SOURCE INFORMATION section start

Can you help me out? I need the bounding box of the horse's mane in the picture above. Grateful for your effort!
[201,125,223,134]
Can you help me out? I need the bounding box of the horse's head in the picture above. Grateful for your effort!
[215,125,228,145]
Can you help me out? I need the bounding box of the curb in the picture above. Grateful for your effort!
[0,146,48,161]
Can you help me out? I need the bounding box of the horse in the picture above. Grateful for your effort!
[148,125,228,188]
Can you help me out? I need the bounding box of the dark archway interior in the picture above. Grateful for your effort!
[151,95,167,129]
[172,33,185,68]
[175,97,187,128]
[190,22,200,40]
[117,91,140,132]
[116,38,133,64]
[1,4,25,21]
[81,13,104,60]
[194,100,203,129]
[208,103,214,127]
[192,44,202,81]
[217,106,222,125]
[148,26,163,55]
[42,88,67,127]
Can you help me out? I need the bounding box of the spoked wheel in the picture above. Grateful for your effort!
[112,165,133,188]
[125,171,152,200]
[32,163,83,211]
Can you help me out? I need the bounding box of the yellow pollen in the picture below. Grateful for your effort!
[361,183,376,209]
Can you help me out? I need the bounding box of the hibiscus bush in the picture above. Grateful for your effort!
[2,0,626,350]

SOURCE INFORMATION section end

**WHAT THE EXERCISE ASKS**
Each line of the records belongs in the answer, reproduced exactly.

**WRITTEN RESPONSE**
Can you help me out? I need the bounding box of the horse's mane in the picture above. Grateful for your effort!
[201,125,223,134]
Can you help me out? I need the bounding box of the horse's head in the picture above. Grateful for your effort!
[215,125,228,145]
Can you help me out? I need the bounding box of the curb in the picture above. Grateful for your effort!
[0,146,48,161]
Can you help me out? I need the bounding box of the horse in the picture above. Grateful for your effort!
[148,125,228,188]
Can you help me out? I need the bounding box of the dark archway interior in the picture above. Grateful for your effort!
[151,95,167,129]
[172,33,185,68]
[175,97,187,128]
[190,22,200,40]
[117,91,140,132]
[116,38,133,64]
[1,4,25,21]
[81,13,104,60]
[194,100,203,129]
[208,103,214,127]
[192,44,202,81]
[217,106,222,125]
[148,26,163,55]
[42,88,67,127]
Can you help me out? I need the bounding box of the spoked wheel in the picture above. Grateful for your effort!
[112,165,133,188]
[125,171,152,200]
[32,163,83,211]
Can you help me out? I need the bounding box of the yellow pollen in the picture below. Grateful for your effort!
[361,183,376,209]
Can you help me out? I need the bounding box of the hibiscus bush in the picture above. Grateful for your effort!
[2,0,626,350]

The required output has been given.